=== Task inputs ===

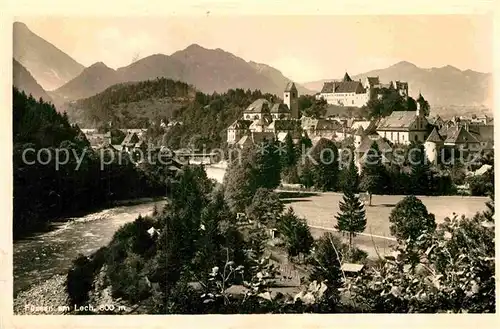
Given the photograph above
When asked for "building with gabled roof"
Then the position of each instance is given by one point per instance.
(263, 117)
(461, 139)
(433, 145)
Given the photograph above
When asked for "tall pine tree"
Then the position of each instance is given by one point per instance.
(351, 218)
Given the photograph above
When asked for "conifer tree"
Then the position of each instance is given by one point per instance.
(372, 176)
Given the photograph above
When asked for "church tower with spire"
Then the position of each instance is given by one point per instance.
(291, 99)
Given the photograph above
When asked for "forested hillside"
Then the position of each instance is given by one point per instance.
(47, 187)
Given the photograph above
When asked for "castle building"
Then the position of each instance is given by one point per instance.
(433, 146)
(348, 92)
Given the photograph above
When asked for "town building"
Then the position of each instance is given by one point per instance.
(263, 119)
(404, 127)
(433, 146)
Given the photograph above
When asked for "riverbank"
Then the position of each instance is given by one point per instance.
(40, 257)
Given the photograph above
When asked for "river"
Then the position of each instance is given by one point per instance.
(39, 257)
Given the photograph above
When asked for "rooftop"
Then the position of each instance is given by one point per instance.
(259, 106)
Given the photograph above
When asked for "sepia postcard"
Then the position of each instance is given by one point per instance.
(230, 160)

===
=== Task inputs ===

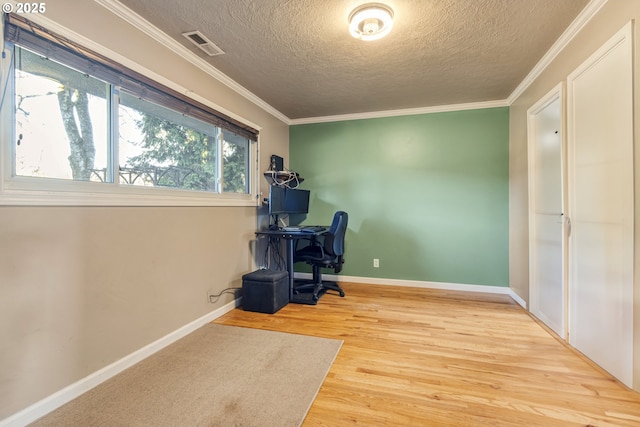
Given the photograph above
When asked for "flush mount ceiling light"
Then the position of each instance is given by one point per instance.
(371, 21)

===

Task requirements. Copy every single line of the material above that holds "building".

Task output.
When asked for "building with gabled roof"
When asked for "castle building"
When asked for "town building"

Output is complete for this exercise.